Text provided
______________________________

All I want is to know Jesus Christ, and the power of His rising, all I want is to know my Lord and in Him to abide....those words of Paul must echo in every human heart if we are ever to know happiness but also to ever know our destiny. Nothing in this whole world or my life makes sense or is worth fighting for if not to belong to Him and to love Him. He is everything. He who poured himself out....we Christians hear it so much without really understanding it.
About eight years ago I had a bad fall from a horse that rendered me unconscious. Yet I led my horse across a large field to a neighboring house. As soon as I knocked on the door my eyesight came back and the real world appeared before me like magic. It is difficult to describe. That incident changed my life in many significant ways. But it was only last week that I realized that the accident was an exact mirror of my Christian life.
Here I am dancing with my immortal soul, doing what I know is right, doing what I have learned, doing what I have seen, but in a large part doing it blindly. I am groping through life and leading others with me. And I had a large fall. Without even realized the import of it I did offend God in a major way - I was truly blind.

______________________________

Written task
In the reflection above, what happened as soon as the writer knocked on the door of the neighboring house?

Dataset rows showing where objects appear:
______________________________

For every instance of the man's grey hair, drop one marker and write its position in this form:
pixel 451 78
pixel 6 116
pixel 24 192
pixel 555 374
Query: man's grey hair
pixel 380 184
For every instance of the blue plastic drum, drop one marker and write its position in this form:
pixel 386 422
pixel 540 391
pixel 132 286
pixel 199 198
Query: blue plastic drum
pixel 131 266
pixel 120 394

______________________________

Exercise answer
The writer's eyesight came back, and the real world appeared like magic.